Among the entries that follow, the required portion opens with the line containing "If you could tag each instance of the team" and closes with the line containing "If you could tag each instance of the smiling". Give that portion again exactly, and nothing else.

▸ **Exercise inputs**
_ _ _ _ _
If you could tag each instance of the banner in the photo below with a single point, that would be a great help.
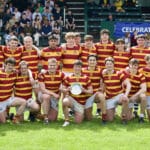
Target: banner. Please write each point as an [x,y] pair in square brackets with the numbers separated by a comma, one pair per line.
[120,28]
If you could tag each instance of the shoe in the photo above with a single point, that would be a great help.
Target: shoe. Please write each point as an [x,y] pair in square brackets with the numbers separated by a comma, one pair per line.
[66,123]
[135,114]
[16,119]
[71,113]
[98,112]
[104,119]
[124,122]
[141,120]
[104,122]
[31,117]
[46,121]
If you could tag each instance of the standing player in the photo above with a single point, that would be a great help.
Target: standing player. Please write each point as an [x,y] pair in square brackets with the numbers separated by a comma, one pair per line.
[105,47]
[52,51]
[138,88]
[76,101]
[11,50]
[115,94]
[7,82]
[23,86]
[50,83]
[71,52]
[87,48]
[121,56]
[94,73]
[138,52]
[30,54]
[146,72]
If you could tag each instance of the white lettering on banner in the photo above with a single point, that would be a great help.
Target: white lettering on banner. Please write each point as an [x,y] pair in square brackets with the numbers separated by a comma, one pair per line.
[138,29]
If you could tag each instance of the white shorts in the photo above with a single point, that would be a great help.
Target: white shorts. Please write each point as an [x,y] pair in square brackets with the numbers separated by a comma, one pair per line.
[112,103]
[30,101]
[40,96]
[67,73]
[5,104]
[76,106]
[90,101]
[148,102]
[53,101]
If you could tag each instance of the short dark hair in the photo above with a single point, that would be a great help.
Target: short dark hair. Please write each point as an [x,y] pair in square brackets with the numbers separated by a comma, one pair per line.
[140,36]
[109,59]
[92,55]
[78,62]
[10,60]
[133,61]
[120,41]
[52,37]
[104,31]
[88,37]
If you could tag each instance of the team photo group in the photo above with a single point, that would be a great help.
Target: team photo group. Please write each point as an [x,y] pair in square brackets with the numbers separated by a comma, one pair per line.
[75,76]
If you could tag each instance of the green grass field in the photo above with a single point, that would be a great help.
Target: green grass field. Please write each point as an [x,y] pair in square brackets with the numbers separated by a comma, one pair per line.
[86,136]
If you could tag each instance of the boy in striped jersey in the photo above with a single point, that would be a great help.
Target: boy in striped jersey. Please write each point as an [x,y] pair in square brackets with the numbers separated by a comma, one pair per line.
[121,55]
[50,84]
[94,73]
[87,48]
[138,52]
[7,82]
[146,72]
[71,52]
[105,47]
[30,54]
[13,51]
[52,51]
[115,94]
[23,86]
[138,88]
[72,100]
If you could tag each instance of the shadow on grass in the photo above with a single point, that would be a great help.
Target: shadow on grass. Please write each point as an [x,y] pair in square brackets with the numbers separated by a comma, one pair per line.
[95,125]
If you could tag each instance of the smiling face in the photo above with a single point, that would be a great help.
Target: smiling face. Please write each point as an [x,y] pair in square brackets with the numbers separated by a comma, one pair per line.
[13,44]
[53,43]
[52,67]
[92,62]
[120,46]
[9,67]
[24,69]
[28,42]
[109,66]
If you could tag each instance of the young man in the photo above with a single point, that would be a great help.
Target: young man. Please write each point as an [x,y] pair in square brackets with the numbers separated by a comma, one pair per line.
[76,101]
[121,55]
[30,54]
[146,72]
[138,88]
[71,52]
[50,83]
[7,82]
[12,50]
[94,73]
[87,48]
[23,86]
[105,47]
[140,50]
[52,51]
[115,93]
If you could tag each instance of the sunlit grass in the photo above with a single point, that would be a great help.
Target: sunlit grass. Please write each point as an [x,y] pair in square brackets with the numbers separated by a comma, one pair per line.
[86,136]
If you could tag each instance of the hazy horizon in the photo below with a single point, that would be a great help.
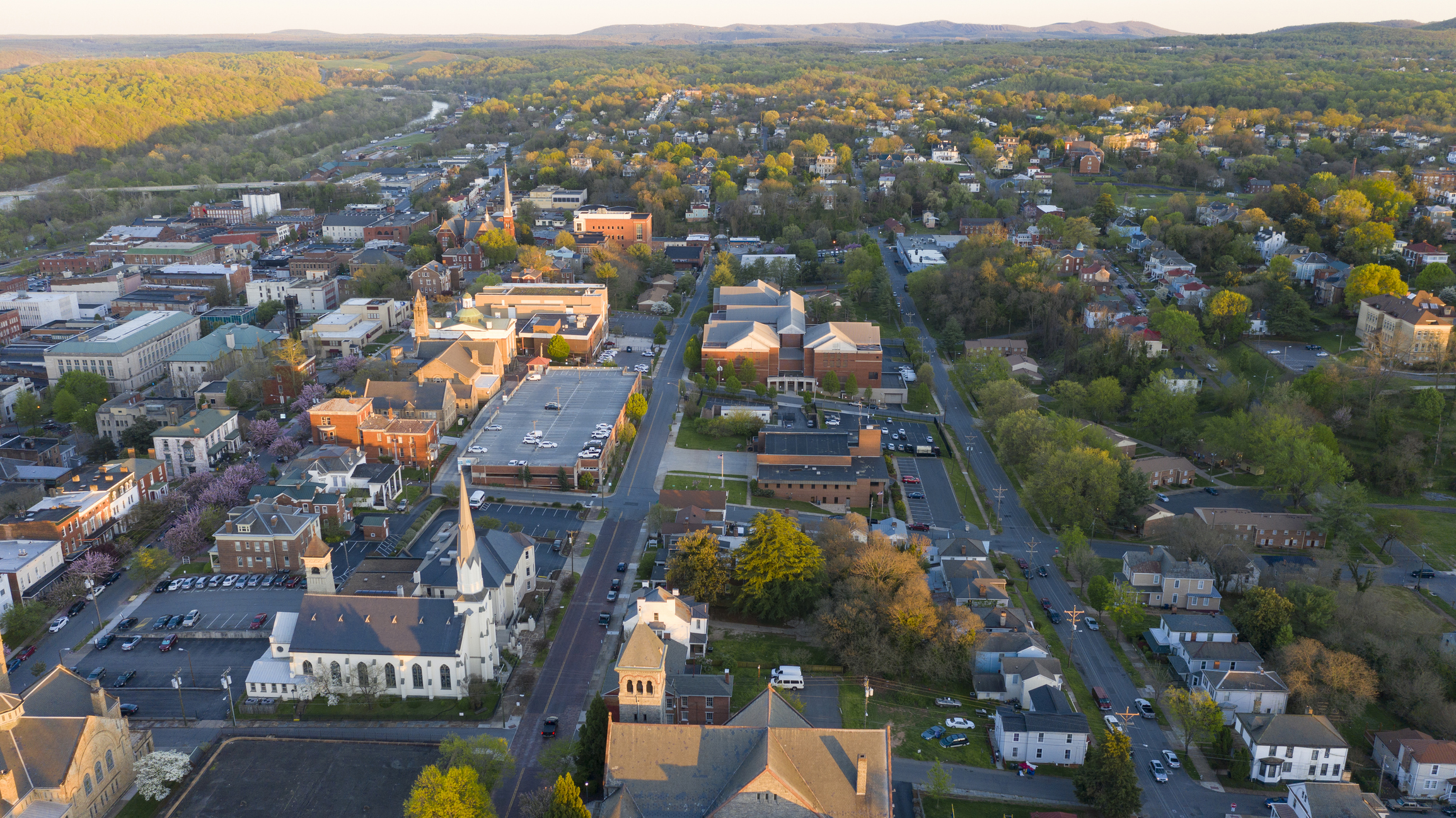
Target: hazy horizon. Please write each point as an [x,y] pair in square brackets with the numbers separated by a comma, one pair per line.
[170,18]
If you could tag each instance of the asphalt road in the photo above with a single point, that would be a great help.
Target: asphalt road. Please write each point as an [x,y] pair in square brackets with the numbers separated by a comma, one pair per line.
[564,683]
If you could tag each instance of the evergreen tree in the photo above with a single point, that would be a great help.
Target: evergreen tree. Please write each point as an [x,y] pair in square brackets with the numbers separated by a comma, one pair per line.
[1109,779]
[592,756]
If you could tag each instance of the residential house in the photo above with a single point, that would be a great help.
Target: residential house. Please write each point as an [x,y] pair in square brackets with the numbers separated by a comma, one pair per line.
_ _ _ _ _
▸ **Response to this exercise**
If you could tag each instance of the team photo group in the photo above with a single point, that would be a great help.
Target: team photo group. Please write each point as an [x,y] pair in square brackets with the numbers separated by a comma, one pair per line.
[75,76]
If you could tag each instance of the green grass field in the photo above with a single point, that would be a great help.
Target: green grass field. Please write each point as an [x,y] pair in square brackets with the numbers separated by a comma, one pair per line.
[86,136]
If you could tag each instance of the boy in striped jersey in the photo above with a single point, that would be a great help.
Target: boy in striped jersey. Please write each point as an [x,y] pair in square brackets with the numbers separated by a comma, one pair per line.
[121,55]
[50,84]
[94,73]
[87,48]
[138,52]
[7,82]
[146,72]
[71,52]
[105,47]
[30,54]
[13,51]
[52,51]
[115,94]
[23,86]
[138,88]
[72,100]
If you could tag each instance of the shadow on grass in the photo above with a single point, that would be a great help.
Target: shadow on grass. Please write each point as an [x,y] pair in square brackets with the numbers separated by a comma, one pair per line.
[95,125]
If you could tag each instance of the smiling face in the photo above with a single point, that would be a great help.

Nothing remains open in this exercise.